Data to use
◇ ◇ ◇

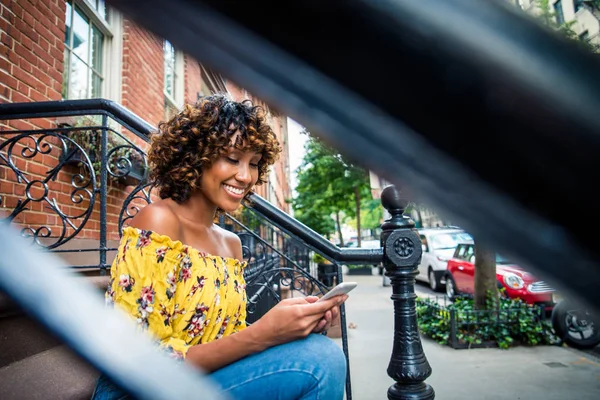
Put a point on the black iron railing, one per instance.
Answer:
(482, 113)
(64, 185)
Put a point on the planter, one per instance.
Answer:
(363, 270)
(135, 175)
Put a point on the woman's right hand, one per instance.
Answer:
(293, 319)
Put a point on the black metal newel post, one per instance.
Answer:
(402, 248)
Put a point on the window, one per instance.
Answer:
(560, 18)
(470, 254)
(460, 251)
(86, 35)
(173, 84)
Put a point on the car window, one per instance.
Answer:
(424, 242)
(502, 260)
(460, 251)
(470, 253)
(442, 241)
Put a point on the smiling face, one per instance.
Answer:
(225, 183)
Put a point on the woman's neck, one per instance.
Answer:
(197, 209)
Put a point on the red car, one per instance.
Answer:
(518, 283)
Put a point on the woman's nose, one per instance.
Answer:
(243, 174)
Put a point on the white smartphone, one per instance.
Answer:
(342, 288)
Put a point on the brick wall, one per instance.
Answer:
(31, 50)
(31, 69)
(143, 73)
(193, 80)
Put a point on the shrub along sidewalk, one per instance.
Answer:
(460, 326)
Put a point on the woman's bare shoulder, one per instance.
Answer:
(234, 244)
(158, 217)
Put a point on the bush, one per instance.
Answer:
(461, 326)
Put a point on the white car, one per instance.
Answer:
(438, 248)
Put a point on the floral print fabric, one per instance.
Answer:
(182, 296)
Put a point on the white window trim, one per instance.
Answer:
(113, 58)
(112, 48)
(179, 87)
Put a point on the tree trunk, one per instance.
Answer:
(339, 228)
(486, 286)
(357, 199)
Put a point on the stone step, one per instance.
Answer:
(56, 373)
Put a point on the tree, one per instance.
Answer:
(548, 17)
(328, 185)
(486, 288)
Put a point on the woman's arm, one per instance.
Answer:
(289, 320)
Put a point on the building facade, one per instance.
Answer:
(81, 49)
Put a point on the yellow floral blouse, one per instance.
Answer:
(182, 296)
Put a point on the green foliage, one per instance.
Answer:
(319, 259)
(371, 214)
(327, 183)
(548, 17)
(90, 142)
(511, 323)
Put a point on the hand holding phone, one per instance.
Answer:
(342, 288)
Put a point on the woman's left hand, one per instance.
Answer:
(330, 316)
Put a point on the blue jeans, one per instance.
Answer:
(313, 368)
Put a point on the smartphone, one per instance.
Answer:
(342, 288)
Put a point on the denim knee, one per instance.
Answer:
(328, 356)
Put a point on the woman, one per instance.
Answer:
(179, 275)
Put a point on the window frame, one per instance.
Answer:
(177, 98)
(111, 49)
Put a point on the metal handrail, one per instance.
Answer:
(436, 75)
(76, 312)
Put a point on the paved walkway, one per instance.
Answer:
(542, 372)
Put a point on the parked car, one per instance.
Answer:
(438, 246)
(517, 283)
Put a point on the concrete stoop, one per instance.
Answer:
(56, 373)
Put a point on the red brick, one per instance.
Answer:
(45, 33)
(24, 77)
(36, 96)
(57, 55)
(7, 40)
(8, 14)
(19, 98)
(25, 66)
(35, 218)
(8, 80)
(53, 94)
(58, 32)
(5, 65)
(27, 30)
(28, 19)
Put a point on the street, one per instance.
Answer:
(537, 372)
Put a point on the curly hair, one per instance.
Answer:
(196, 137)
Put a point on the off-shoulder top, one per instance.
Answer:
(182, 296)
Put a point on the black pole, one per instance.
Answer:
(402, 248)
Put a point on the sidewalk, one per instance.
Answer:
(542, 372)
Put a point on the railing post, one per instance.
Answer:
(402, 249)
(103, 192)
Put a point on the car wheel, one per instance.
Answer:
(576, 326)
(434, 284)
(451, 290)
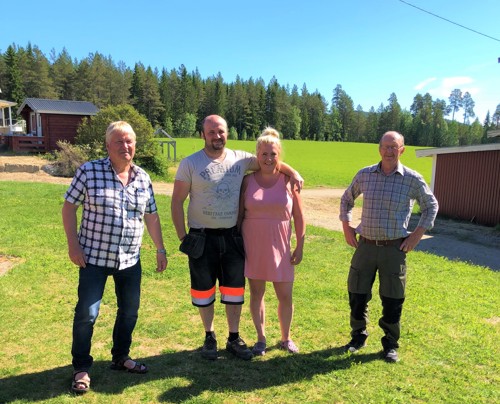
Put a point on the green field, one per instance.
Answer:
(449, 344)
(329, 164)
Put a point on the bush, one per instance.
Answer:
(147, 152)
(69, 157)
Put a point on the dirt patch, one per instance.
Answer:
(451, 239)
(7, 263)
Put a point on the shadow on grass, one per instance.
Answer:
(194, 375)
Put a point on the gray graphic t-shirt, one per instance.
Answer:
(215, 187)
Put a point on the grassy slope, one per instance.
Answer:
(330, 164)
(449, 342)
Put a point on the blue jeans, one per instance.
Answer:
(90, 290)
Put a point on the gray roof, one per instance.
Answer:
(44, 106)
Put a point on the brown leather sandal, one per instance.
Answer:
(81, 385)
(139, 368)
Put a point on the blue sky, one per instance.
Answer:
(371, 48)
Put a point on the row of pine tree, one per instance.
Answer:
(177, 100)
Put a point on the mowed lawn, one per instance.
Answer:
(450, 327)
(328, 164)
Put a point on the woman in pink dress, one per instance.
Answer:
(268, 204)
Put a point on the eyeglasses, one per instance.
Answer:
(391, 148)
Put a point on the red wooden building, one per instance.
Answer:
(53, 120)
(466, 182)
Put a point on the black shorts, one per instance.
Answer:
(215, 254)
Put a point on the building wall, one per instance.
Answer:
(467, 186)
(59, 127)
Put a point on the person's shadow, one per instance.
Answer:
(226, 373)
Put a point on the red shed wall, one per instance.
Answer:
(467, 186)
(59, 127)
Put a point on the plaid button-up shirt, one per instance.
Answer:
(388, 202)
(112, 223)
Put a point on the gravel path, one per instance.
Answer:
(468, 242)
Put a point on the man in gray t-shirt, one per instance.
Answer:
(212, 179)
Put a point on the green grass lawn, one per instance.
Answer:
(449, 344)
(329, 164)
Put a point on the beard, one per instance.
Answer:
(217, 144)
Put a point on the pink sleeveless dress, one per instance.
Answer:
(266, 231)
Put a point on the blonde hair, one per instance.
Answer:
(119, 126)
(268, 136)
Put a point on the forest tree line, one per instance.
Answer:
(177, 100)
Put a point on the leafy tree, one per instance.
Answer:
(63, 75)
(233, 133)
(185, 126)
(390, 115)
(440, 127)
(496, 117)
(468, 105)
(372, 134)
(291, 124)
(345, 107)
(455, 102)
(358, 128)
(422, 122)
(148, 153)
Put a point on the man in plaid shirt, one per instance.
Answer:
(117, 198)
(389, 191)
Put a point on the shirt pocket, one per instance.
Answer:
(102, 200)
(137, 199)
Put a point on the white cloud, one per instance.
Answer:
(424, 83)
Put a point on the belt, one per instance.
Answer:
(212, 231)
(382, 243)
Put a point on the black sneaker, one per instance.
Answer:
(239, 349)
(354, 346)
(209, 349)
(390, 355)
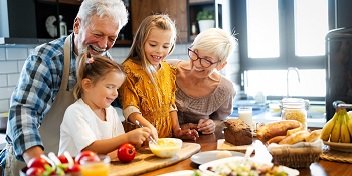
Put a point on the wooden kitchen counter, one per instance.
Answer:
(209, 142)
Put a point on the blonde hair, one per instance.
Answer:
(159, 21)
(220, 42)
(94, 68)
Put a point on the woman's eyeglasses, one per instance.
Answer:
(203, 61)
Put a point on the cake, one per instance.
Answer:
(237, 132)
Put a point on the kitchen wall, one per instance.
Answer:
(12, 58)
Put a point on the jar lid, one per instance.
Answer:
(294, 103)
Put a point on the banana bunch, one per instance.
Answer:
(338, 128)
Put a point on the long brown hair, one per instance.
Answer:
(137, 52)
(94, 68)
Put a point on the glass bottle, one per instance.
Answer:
(295, 109)
(63, 27)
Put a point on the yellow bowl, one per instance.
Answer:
(166, 147)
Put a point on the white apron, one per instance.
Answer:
(50, 127)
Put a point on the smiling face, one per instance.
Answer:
(98, 36)
(196, 66)
(102, 93)
(158, 45)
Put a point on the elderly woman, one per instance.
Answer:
(203, 95)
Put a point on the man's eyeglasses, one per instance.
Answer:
(203, 61)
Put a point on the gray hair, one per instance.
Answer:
(218, 41)
(110, 8)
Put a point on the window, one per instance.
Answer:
(278, 34)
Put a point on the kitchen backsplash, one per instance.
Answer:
(12, 58)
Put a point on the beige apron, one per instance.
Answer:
(50, 127)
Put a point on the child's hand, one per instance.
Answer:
(206, 126)
(154, 132)
(139, 135)
(186, 134)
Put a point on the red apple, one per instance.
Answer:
(38, 162)
(74, 168)
(126, 153)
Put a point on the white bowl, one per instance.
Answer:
(166, 147)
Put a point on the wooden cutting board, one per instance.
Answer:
(147, 161)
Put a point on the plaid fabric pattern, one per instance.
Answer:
(38, 85)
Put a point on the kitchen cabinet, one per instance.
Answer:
(177, 10)
(220, 8)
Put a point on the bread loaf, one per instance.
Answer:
(278, 128)
(295, 138)
(237, 132)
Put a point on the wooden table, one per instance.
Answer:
(208, 142)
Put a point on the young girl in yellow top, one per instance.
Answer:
(148, 94)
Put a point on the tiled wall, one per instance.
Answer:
(12, 58)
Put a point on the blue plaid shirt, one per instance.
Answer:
(38, 86)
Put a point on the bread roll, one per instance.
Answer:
(276, 139)
(296, 137)
(278, 128)
(314, 135)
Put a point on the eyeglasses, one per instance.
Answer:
(203, 61)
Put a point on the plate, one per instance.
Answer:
(343, 147)
(204, 157)
(179, 173)
(240, 161)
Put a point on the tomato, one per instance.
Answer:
(126, 152)
(62, 159)
(38, 162)
(87, 156)
(34, 171)
(74, 168)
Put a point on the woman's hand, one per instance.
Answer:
(186, 134)
(206, 126)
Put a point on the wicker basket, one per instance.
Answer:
(294, 156)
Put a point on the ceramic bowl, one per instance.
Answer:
(166, 147)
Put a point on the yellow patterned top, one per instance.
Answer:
(139, 91)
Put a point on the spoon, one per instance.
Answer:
(249, 151)
(150, 137)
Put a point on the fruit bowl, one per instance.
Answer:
(338, 146)
(166, 147)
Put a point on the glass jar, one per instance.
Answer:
(295, 109)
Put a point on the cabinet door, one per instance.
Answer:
(177, 10)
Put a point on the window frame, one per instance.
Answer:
(286, 38)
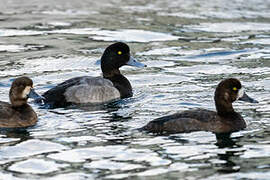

◇ ◇ ◇

Problem to solve
The range runs from the line above containing "Put a point on the blue sky, one" to the line containing "Put a point on the woman in", inclusive. Restate those lines word for word and no others.

Answer to the exercise
Put a point on the blue sky, one per instance.
Answer:
(371, 48)
Put a point on the row of pine tree, one per instance.
Answer:
(177, 100)
Put a point on the mowed lawn, one per instance.
Answer:
(450, 327)
(328, 164)
Put a point on the woman in pink dress, one per instance.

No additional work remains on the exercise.